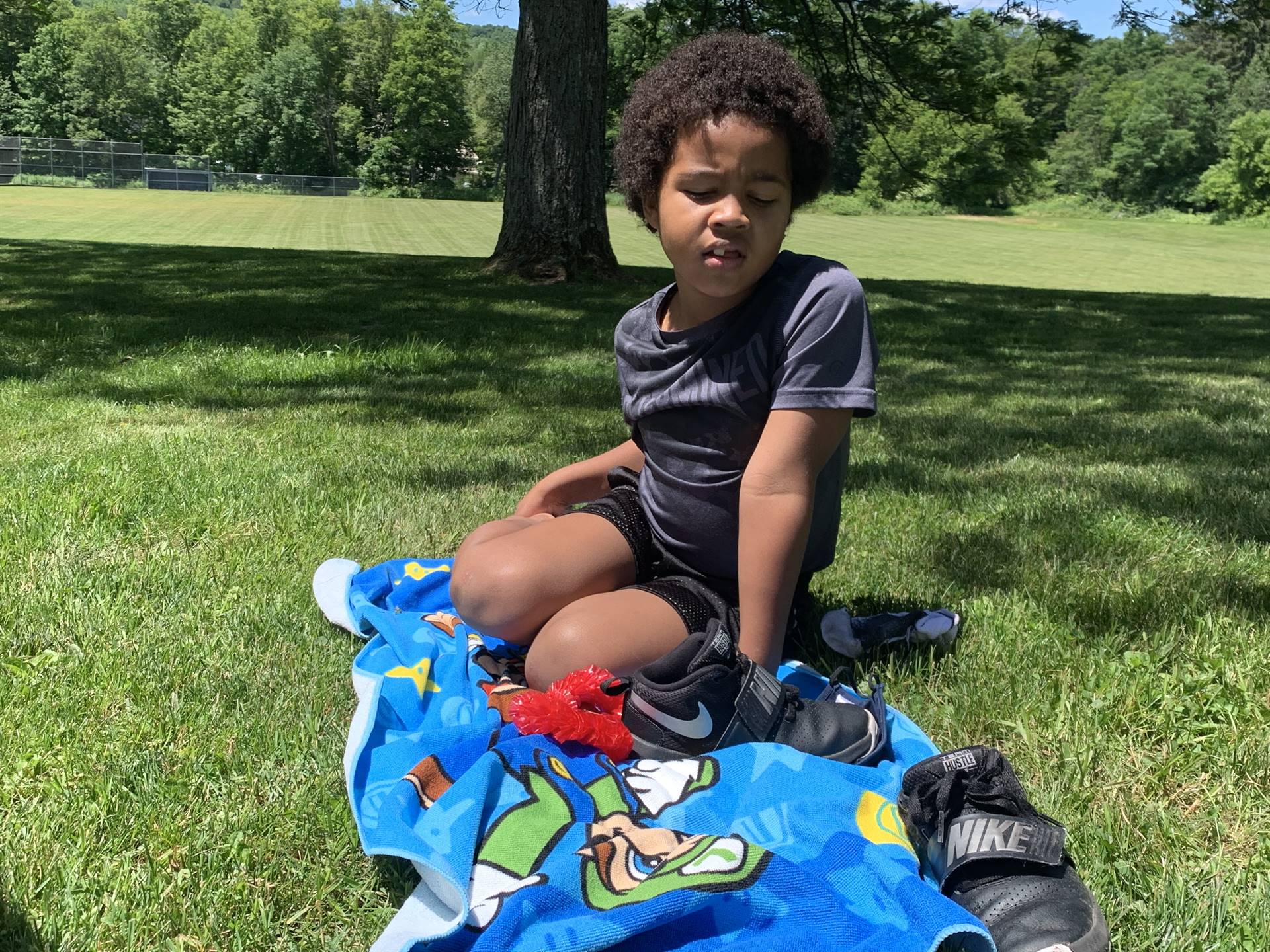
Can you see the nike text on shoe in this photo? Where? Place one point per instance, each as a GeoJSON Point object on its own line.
{"type": "Point", "coordinates": [704, 695]}
{"type": "Point", "coordinates": [855, 636]}
{"type": "Point", "coordinates": [996, 856]}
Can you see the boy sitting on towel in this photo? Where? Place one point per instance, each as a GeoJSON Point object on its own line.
{"type": "Point", "coordinates": [740, 382]}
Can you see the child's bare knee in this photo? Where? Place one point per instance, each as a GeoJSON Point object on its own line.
{"type": "Point", "coordinates": [559, 648]}
{"type": "Point", "coordinates": [491, 594]}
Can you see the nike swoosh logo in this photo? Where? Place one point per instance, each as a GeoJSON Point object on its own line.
{"type": "Point", "coordinates": [698, 728]}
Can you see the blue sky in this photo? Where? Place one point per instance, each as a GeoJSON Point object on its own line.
{"type": "Point", "coordinates": [1094, 16]}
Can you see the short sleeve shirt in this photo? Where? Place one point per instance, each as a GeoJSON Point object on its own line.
{"type": "Point", "coordinates": [698, 399]}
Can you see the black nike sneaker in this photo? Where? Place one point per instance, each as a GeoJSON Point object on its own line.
{"type": "Point", "coordinates": [705, 695]}
{"type": "Point", "coordinates": [996, 856]}
{"type": "Point", "coordinates": [855, 636]}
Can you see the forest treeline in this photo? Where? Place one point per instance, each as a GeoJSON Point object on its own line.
{"type": "Point", "coordinates": [411, 100]}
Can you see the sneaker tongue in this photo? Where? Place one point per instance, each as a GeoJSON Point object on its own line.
{"type": "Point", "coordinates": [718, 648]}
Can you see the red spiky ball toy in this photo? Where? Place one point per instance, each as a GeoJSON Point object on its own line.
{"type": "Point", "coordinates": [575, 709]}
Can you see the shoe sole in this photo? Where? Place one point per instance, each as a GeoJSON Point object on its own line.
{"type": "Point", "coordinates": [653, 752]}
{"type": "Point", "coordinates": [855, 649]}
{"type": "Point", "coordinates": [331, 592]}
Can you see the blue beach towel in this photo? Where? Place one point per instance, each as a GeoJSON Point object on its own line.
{"type": "Point", "coordinates": [523, 843]}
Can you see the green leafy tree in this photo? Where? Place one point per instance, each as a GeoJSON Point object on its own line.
{"type": "Point", "coordinates": [489, 99]}
{"type": "Point", "coordinates": [281, 111]}
{"type": "Point", "coordinates": [163, 30]}
{"type": "Point", "coordinates": [114, 91]}
{"type": "Point", "coordinates": [1240, 183]}
{"type": "Point", "coordinates": [272, 22]}
{"type": "Point", "coordinates": [45, 84]}
{"type": "Point", "coordinates": [425, 92]}
{"type": "Point", "coordinates": [319, 27]}
{"type": "Point", "coordinates": [368, 28]}
{"type": "Point", "coordinates": [19, 23]}
{"type": "Point", "coordinates": [952, 161]}
{"type": "Point", "coordinates": [1143, 126]}
{"type": "Point", "coordinates": [207, 117]}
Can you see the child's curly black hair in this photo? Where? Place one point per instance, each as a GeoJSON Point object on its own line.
{"type": "Point", "coordinates": [706, 79]}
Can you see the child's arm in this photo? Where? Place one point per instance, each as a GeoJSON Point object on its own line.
{"type": "Point", "coordinates": [578, 483]}
{"type": "Point", "coordinates": [777, 495]}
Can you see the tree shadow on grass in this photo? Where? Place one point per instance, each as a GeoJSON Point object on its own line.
{"type": "Point", "coordinates": [1151, 404]}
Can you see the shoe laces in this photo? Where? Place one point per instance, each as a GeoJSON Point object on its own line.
{"type": "Point", "coordinates": [790, 702]}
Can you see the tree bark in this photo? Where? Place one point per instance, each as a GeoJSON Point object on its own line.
{"type": "Point", "coordinates": [554, 221]}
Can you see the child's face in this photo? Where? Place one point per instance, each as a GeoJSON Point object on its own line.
{"type": "Point", "coordinates": [727, 188]}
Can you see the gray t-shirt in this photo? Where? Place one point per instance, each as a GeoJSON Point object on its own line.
{"type": "Point", "coordinates": [697, 401]}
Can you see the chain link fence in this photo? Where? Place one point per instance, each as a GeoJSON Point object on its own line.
{"type": "Point", "coordinates": [108, 164]}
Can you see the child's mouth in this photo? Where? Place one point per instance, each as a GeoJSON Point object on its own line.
{"type": "Point", "coordinates": [724, 260]}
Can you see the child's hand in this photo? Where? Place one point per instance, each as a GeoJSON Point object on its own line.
{"type": "Point", "coordinates": [541, 502]}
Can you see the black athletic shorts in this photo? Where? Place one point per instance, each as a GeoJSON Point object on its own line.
{"type": "Point", "coordinates": [697, 597]}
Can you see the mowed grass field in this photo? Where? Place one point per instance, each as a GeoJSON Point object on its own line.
{"type": "Point", "coordinates": [1076, 465]}
{"type": "Point", "coordinates": [1019, 252]}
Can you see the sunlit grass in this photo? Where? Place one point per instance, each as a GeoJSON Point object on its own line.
{"type": "Point", "coordinates": [189, 432]}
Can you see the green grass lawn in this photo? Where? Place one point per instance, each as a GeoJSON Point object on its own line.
{"type": "Point", "coordinates": [189, 432]}
{"type": "Point", "coordinates": [1048, 253]}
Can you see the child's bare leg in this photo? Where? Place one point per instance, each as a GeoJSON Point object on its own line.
{"type": "Point", "coordinates": [616, 630]}
{"type": "Point", "coordinates": [512, 575]}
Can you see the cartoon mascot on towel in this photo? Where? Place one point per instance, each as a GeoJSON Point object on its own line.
{"type": "Point", "coordinates": [600, 818]}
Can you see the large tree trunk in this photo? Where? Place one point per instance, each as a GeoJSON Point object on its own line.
{"type": "Point", "coordinates": [554, 221]}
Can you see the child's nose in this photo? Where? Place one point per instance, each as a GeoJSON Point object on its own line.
{"type": "Point", "coordinates": [730, 214]}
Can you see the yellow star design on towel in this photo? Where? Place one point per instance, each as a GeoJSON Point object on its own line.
{"type": "Point", "coordinates": [418, 674]}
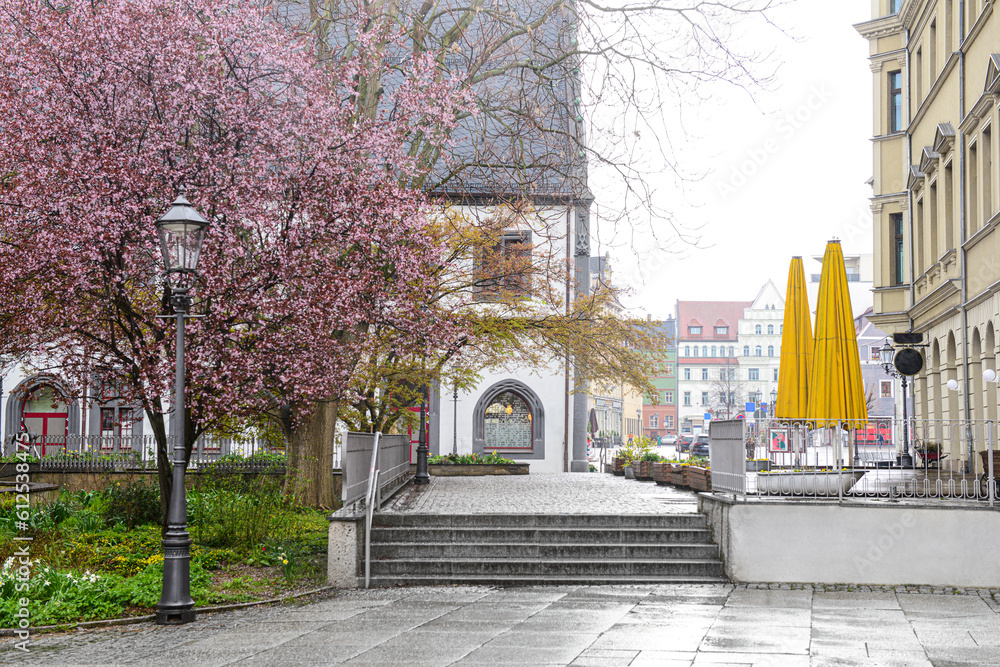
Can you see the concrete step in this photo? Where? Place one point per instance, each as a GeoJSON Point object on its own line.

======

[What you will do]: Write the lines from the line containing "Can you see the black athletic" through the last line of the data out again exactly, and only those lines; pictures stay out.

[Answer]:
Can you see the black athletic shorts in this photo? Where? Place one point per instance, each as a GeoJSON Point object on its own line.
{"type": "Point", "coordinates": [697, 597]}
Can you see the mowed grass field in this photo? Where? Place one point per instance, each as a GeoJSON Point object on its own line.
{"type": "Point", "coordinates": [1076, 465]}
{"type": "Point", "coordinates": [1019, 252]}
Can you see the sunlit grass in this photo? Where? Place one point per instance, each as a GeoJSON Point object on its own line.
{"type": "Point", "coordinates": [189, 432]}
Can you see the green grass lawn in this photo? Where? Place one point per instance, each as a GeoJSON Point object on its own line.
{"type": "Point", "coordinates": [189, 432]}
{"type": "Point", "coordinates": [1048, 253]}
Can you see the child's bare leg in this photo? Where? Place one point per instance, each as a GeoJSON Point object on its own line.
{"type": "Point", "coordinates": [616, 630]}
{"type": "Point", "coordinates": [512, 575]}
Can you see the cartoon mascot on towel in this photo? Where? Place one point per instance, each as a GeoJSON Point object on its own line.
{"type": "Point", "coordinates": [600, 818]}
Can you see the large tree trunk in this photo? Where? Place one point per instance, each as a GeoJSON Point object on its own line.
{"type": "Point", "coordinates": [554, 221]}
Can you see the child's nose in this photo? Where? Place one point per instance, each as a GeoJSON Point object on its own line.
{"type": "Point", "coordinates": [730, 214]}
Can you see the yellow star design on towel in this photo? Where? Place one point per instance, each as a GeoJSON Point object on its own line.
{"type": "Point", "coordinates": [418, 674]}
Can you see the concrete step in this photo? Where? Place one point per instance, each as a GeoJSON Point object on its own line.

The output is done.